◆ Alıntılanan Metin ◆
+ + + + + + +
Akşam Prag’a geçtim ve neyse ki, binlerce şükür hava 12 dereceye geldi ve biraz da olsa montsuz gezebildim. Orada İsrailli bir adamla tanıştım, Türk olduğumu duyunca “Anadolu Ankara’ya kadar Yunan, gerisi Kürt, sen nesin???? Saf Türk yoktur, bense 150 yıldır saf ırkım” muhabbetlerine girdi. Amca bi git allahasen ya gelmişin kaç yaşına, sokakta tanıştığın kişiye dediğin şeyler bak. Hostelime yerleştim ve Dancing House’u görmeye gittim. Zaten herkes fotoğraf çekiyor, bir tane artık Çek midir nedir bilemiyorum, fotoğraf çektiğimi görünce “hıh” diye göz devirip gitti. Ay dünyaca ünlü yer orası, heralde çekicem, manyak mıdır nedir.
+ + + + + + +
◆ Satırlardan Alıntılar ◆

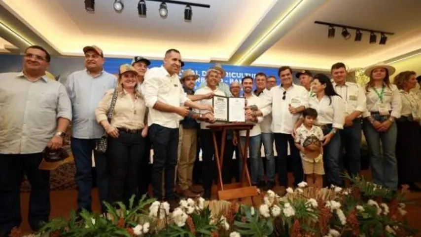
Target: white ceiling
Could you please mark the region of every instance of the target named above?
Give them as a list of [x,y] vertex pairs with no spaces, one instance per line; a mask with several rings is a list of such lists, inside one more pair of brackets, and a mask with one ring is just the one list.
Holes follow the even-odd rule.
[[10,43],[8,41],[0,37],[0,53],[9,53],[11,49],[17,49],[14,45]]
[[[328,68],[338,61],[350,68],[365,67],[421,48],[421,0],[330,0],[309,14],[287,34],[253,63],[256,65],[308,65]],[[369,43],[363,32],[360,42],[352,36],[345,40],[336,28],[336,36],[327,38],[327,26],[315,21],[395,33],[386,45]],[[275,64],[274,62],[276,62]]]
[[[256,58],[249,60],[253,65],[329,70],[338,61],[350,68],[365,67],[421,48],[421,0],[317,0],[320,3],[313,5],[309,2],[316,0],[189,0],[211,6],[193,7],[192,21],[185,22],[184,6],[168,3],[164,19],[160,3],[147,0],[146,18],[138,15],[139,0],[123,0],[121,13],[114,11],[113,0],[96,0],[95,13],[84,10],[83,0],[0,0],[0,4],[65,55],[81,55],[84,46],[95,44],[108,57],[160,59],[167,49],[175,48],[185,61],[223,63],[237,61],[233,55],[244,58],[252,49],[258,52],[250,53]],[[279,20],[287,15],[289,20]],[[259,42],[282,20],[272,40]],[[354,31],[345,40],[339,28],[328,39],[327,26],[315,24],[316,20],[396,34],[386,45],[369,44],[365,32],[361,42],[353,41]]]

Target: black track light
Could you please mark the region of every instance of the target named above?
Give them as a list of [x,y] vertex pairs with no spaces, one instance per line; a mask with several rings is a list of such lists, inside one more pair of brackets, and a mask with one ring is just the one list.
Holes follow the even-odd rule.
[[387,40],[387,37],[384,34],[382,33],[380,35],[380,41],[379,42],[379,44],[386,44]]
[[167,9],[167,4],[163,1],[159,5],[159,15],[163,18],[166,18],[168,15],[168,9]]
[[335,37],[335,27],[329,26],[329,30],[327,31],[327,38],[332,39]]
[[193,11],[191,6],[188,4],[186,5],[184,9],[184,20],[186,21],[191,21],[191,17],[193,15]]
[[377,36],[372,31],[370,33],[370,43],[372,44],[376,43],[376,41],[377,41]]
[[356,32],[355,32],[355,41],[359,42],[361,41],[361,38],[362,38],[362,33],[361,33],[359,30],[357,30]]
[[347,30],[347,28],[344,28],[342,29],[342,36],[345,38],[345,40],[348,40],[351,38],[351,34],[348,32],[348,30]]
[[95,0],[85,0],[85,9],[88,11],[95,11]]
[[116,12],[120,13],[124,8],[124,4],[123,4],[122,0],[115,0],[114,2],[114,9]]
[[146,17],[146,3],[145,0],[140,0],[138,3],[138,13],[141,17]]

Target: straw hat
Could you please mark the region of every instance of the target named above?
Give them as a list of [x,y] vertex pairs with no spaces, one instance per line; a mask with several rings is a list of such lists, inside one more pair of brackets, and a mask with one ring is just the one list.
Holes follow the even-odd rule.
[[221,66],[221,65],[219,64],[219,63],[217,63],[217,64],[215,64],[214,65],[213,65],[213,67],[212,67],[211,68],[210,68],[210,69],[215,69],[215,70],[218,70],[219,72],[220,72],[221,74],[222,75],[222,78],[225,78],[225,76],[226,75],[226,73],[225,72],[225,70],[224,70],[223,68],[222,68],[222,66]]
[[371,72],[376,68],[384,68],[386,69],[389,73],[389,76],[393,75],[396,71],[394,67],[388,65],[383,62],[379,62],[367,67],[364,70],[364,74],[365,74],[365,76],[370,77],[370,76],[371,75]]
[[181,78],[180,79],[183,80],[187,77],[194,77],[194,79],[197,79],[199,78],[199,76],[195,74],[194,72],[193,72],[193,70],[191,69],[187,69],[183,72],[183,74],[181,75]]
[[60,165],[71,163],[72,161],[73,158],[63,148],[52,151],[46,147],[42,151],[42,160],[38,168],[44,170],[54,170]]

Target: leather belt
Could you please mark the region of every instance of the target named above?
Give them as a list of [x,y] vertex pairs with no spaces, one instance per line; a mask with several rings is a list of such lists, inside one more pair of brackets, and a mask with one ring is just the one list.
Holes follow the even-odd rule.
[[142,129],[129,129],[125,127],[117,127],[117,129],[128,133],[139,133],[142,131]]

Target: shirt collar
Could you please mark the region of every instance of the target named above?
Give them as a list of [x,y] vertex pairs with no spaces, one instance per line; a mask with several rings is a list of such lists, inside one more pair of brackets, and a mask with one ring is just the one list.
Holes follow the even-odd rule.
[[[89,76],[91,76],[91,77],[92,77],[92,75],[91,75],[91,74],[89,74],[89,72],[88,72],[88,69],[85,69],[85,72],[86,72],[86,74],[88,74]],[[105,72],[105,71],[104,71],[104,69],[103,69],[103,70],[101,70],[101,73],[100,73],[98,75],[96,75],[96,76],[95,76],[95,77],[93,77],[93,78],[96,78],[100,77],[101,77],[101,76],[102,76],[103,74],[103,73],[104,73],[104,72]]]
[[[25,79],[28,78],[26,77],[26,76],[25,76],[25,74],[23,74],[23,71],[20,72],[18,74],[18,78],[25,78]],[[47,76],[45,75],[44,75],[44,76],[41,77],[41,79],[42,79],[42,80],[43,80],[44,82],[45,83],[48,83],[48,81],[50,81],[50,79],[49,79],[48,78],[47,78]]]

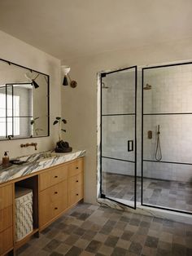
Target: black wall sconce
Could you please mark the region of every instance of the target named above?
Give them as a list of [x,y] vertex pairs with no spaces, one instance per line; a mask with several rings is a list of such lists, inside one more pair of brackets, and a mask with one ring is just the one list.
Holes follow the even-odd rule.
[[35,82],[35,80],[39,76],[39,73],[37,74],[37,76],[36,76],[35,78],[32,79],[29,76],[28,73],[25,73],[24,74],[25,77],[31,82],[32,85],[34,86],[35,89],[38,88],[39,87],[39,85],[37,83],[37,82]]
[[[63,80],[63,86],[66,86],[70,85],[71,87],[76,88],[77,86],[77,82],[74,80],[72,80],[68,74],[71,68],[68,66],[63,65],[61,66],[61,68],[64,75]],[[68,82],[68,80],[69,80],[69,82]]]

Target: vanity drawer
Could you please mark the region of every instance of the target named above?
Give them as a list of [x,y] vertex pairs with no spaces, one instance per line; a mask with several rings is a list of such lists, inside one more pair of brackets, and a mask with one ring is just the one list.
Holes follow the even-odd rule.
[[83,171],[83,158],[79,158],[68,165],[68,176],[72,177]]
[[0,210],[0,232],[13,225],[12,205]]
[[70,177],[68,179],[68,190],[73,190],[79,185],[83,184],[83,172],[81,172],[80,174]]
[[0,210],[13,204],[12,185],[7,185],[0,188]]
[[73,190],[68,192],[68,204],[69,206],[77,203],[80,200],[83,199],[83,185],[78,185]]
[[13,247],[13,227],[0,232],[0,254],[3,254]]
[[68,206],[68,181],[64,180],[40,192],[40,227]]
[[39,174],[40,190],[51,187],[68,179],[68,165],[59,166]]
+ + + + + + +
◆ İstenen İşlem ◆
Alıntılanan metnin "Akşam Prag’a geçtim" sözcüklerini içeren yerle başlayıp "manyak mıdır nedir." ile biten kısmını, "İsrailli" yerine "Kanadalı" koyarak güncelle ve yeniden yaz.

◆ Sonuç ◆
Akşam Prag’a geçtim ve neyse ki, binlerce şükür hava 12 dereceye geldi ve biraz da olsa montsuz gezebildim. Orada Kanadalı bir adamla tanıştım, Türk olduğumu duyunca “Anadolu Ankara’ya kadar Yunan, gerisi Kürt, sen nesin???? Saf Türk yoktur, bense 150 yıldır saf ırkım” muhabbetlerine girdi. Amca bi git allahasen ya gelmişin kaç yaşına, sokakta tanıştığın kişiye dediğin şeyler bak. Hostelime yerleştim ve Dancing House’u görmeye gittim. Zaten herkes fotoğraf çekiyor, bir tane artık Çek midir nedir bilemiyorum, fotoğraf çektiğimi görünce “hıh” diye göz devirip gitti. Ay dünyaca ünlü yer orası, heralde çekicem, manyak mıdır nedir.